Your task: Render the material from the line containing "When you get a chance, could you detect the chair" through the line containing "[167,286,640,426]" as a numbered list, omitting any blank lines.

Material to process:
== == ==

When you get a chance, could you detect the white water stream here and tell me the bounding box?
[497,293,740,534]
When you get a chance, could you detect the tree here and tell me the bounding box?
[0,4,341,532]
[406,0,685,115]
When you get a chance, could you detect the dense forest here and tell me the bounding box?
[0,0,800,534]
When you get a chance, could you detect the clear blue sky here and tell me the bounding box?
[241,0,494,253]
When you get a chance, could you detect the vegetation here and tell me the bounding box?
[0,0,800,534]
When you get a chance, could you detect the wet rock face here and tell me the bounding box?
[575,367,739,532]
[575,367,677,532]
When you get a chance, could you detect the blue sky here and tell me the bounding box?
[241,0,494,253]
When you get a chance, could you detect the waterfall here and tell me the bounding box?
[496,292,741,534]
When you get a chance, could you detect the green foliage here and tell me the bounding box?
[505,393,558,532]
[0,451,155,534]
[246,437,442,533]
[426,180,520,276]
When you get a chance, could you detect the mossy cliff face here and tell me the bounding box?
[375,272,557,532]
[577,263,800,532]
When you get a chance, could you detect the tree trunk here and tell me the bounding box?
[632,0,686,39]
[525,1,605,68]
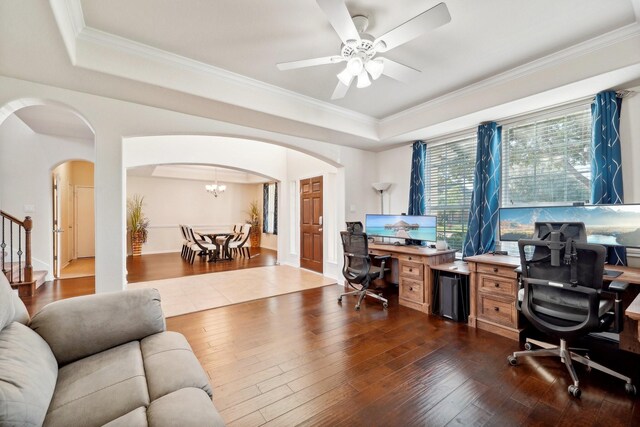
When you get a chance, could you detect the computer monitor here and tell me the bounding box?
[498,204,640,248]
[365,214,437,242]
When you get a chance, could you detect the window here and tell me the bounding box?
[263,182,278,234]
[425,135,476,250]
[502,105,591,206]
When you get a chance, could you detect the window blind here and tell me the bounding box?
[502,105,591,207]
[425,135,476,250]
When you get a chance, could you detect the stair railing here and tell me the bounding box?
[0,211,34,295]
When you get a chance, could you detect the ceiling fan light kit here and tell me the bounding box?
[277,0,451,99]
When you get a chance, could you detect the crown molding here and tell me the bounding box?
[50,0,640,150]
[380,21,640,127]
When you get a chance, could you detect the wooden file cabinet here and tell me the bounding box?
[467,255,522,340]
[369,244,455,313]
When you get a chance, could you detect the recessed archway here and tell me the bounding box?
[0,98,95,290]
[123,135,344,277]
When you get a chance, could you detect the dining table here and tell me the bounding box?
[195,231,242,262]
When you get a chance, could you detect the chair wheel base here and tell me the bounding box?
[567,384,582,397]
[624,383,637,396]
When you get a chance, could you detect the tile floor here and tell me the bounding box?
[127,265,336,317]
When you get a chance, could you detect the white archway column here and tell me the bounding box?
[94,128,127,293]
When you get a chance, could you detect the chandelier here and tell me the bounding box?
[204,169,227,197]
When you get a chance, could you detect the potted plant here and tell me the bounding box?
[127,194,149,256]
[247,200,262,248]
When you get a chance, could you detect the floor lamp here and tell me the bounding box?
[371,182,391,214]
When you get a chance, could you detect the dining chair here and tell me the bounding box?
[229,224,251,258]
[186,225,218,264]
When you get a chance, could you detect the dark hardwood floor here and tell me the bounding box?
[23,248,277,315]
[18,249,640,426]
[167,286,640,426]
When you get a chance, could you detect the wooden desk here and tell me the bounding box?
[369,243,456,313]
[465,255,640,353]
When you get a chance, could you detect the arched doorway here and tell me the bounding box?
[0,99,95,285]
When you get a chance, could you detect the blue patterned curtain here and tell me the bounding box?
[407,141,427,215]
[591,90,627,265]
[462,122,502,257]
[273,182,278,234]
[262,184,269,233]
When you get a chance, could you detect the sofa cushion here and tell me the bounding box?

== == ==

Output for this exercise:
1. When you get a chance, could you detect the chair wheel base here and tell me the bounding box?
2. [567,384,582,397]
3. [624,383,637,396]
4. When you get a chance, could you detect the tile floor here and tell me the bounding box?
5. [127,265,336,317]
6. When you get a chance, could you detect the white archway column here and tell me the bounding box?
7. [94,128,127,293]
8. When you get a chance, could you detect the chandelier here and tell me the bounding box?
9. [204,169,227,197]
10. When you get a chance, could you detect the potted plant here and tell me the bounding box?
11. [127,194,149,256]
12. [247,200,262,248]
13. When you get a chance, could you detect the floor lamp here and tell me the bounding box?
14. [371,182,391,214]
15. When you get a chance, could you detect the dining chair here and tell me the bounding box?
16. [229,224,251,258]
17. [186,225,218,264]
18. When you get a chance, could you detect the dark hardwood floor here and tell me the bounding box?
19. [23,248,277,315]
20. [18,249,640,426]
21. [167,286,640,426]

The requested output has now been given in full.